Directions —
Your answer should be the lines below from the one with "mark the blue floral" to the one with "mark the cardboard", both included, given again exactly and with nothing added.

Natural language region descriptions:
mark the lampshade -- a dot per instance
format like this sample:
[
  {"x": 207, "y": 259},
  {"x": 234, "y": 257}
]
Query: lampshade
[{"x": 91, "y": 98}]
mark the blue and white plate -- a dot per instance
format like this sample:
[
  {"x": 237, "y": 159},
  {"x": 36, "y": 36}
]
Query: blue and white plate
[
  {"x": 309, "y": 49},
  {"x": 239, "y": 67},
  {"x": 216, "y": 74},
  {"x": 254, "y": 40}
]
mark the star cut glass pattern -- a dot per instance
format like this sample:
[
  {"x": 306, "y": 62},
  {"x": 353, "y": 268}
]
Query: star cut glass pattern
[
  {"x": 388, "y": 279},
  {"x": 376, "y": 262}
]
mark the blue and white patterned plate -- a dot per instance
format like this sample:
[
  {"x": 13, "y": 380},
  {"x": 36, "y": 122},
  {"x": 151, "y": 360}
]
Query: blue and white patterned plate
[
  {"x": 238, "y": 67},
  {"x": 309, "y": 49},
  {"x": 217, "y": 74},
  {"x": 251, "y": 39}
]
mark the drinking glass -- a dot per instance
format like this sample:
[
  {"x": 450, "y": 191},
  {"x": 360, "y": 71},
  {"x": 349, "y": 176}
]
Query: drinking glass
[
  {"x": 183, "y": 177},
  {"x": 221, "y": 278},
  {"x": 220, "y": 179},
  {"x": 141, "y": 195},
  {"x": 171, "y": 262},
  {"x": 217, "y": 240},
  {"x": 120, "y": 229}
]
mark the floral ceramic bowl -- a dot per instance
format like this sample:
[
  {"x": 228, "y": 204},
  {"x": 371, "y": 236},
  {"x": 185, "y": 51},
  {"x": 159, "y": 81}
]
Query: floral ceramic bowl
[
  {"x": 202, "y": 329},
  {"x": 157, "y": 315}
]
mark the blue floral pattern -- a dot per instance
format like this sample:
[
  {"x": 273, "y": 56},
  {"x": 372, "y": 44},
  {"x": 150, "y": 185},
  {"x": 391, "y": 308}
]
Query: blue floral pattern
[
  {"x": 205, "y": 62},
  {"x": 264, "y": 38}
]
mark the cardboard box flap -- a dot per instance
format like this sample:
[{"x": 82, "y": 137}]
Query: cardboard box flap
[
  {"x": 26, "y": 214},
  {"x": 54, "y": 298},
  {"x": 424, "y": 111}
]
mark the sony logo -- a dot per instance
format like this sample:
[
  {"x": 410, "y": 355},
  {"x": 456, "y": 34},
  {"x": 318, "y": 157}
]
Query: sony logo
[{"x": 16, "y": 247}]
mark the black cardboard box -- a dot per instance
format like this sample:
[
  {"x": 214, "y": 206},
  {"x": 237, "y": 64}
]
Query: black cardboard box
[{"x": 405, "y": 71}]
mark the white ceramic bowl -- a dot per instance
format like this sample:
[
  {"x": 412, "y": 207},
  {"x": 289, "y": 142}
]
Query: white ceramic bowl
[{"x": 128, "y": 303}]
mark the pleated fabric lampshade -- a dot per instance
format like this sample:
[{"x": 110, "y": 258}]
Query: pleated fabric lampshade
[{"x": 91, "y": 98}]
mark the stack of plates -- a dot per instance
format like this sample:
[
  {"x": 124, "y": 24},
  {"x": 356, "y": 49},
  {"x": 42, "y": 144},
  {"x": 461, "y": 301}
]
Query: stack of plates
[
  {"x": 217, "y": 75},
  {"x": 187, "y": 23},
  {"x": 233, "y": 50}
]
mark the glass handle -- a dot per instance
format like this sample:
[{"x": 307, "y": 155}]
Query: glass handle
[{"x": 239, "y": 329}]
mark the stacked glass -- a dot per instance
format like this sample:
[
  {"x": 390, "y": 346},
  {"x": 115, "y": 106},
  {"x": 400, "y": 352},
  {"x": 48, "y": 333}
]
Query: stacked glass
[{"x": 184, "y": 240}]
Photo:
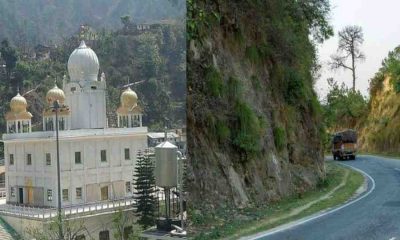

Written solution —
mark the blue floral pattern -- a dot per instance
format like this sample:
[
  {"x": 273, "y": 56},
  {"x": 372, "y": 44},
  {"x": 150, "y": 185},
  {"x": 391, "y": 308}
]
Query: blue floral pattern
[
  {"x": 205, "y": 62},
  {"x": 264, "y": 38}
]
mark the cardboard box flap -- a dot per instance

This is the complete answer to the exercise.